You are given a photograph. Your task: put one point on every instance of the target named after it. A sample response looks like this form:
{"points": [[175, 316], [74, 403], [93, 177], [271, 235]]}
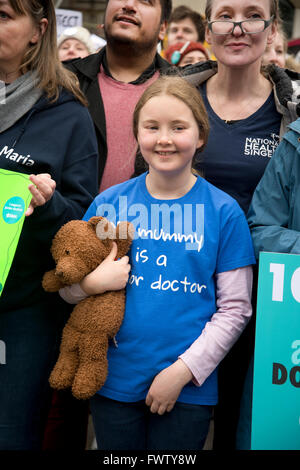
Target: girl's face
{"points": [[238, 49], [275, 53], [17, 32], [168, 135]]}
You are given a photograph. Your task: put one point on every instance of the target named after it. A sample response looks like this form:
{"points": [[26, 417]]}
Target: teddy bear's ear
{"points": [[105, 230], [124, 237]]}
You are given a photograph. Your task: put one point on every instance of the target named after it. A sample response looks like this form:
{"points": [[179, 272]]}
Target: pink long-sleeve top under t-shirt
══════════
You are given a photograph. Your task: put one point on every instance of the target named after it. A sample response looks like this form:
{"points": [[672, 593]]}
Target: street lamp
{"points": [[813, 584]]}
══════════
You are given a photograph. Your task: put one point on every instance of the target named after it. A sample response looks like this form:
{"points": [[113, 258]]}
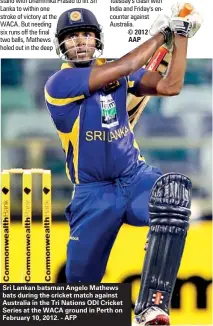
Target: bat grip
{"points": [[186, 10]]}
══════════
Required task
Identify each line above that contains the string "points", and copy every such line in full.

Worked solution
{"points": [[175, 316], [74, 403], [93, 177], [271, 235]]}
{"points": [[238, 49], [275, 53], [17, 32], [168, 135]]}
{"points": [[26, 417]]}
{"points": [[105, 230], [124, 237]]}
{"points": [[179, 272]]}
{"points": [[672, 593]]}
{"points": [[813, 584]]}
{"points": [[113, 258]]}
{"points": [[186, 10]]}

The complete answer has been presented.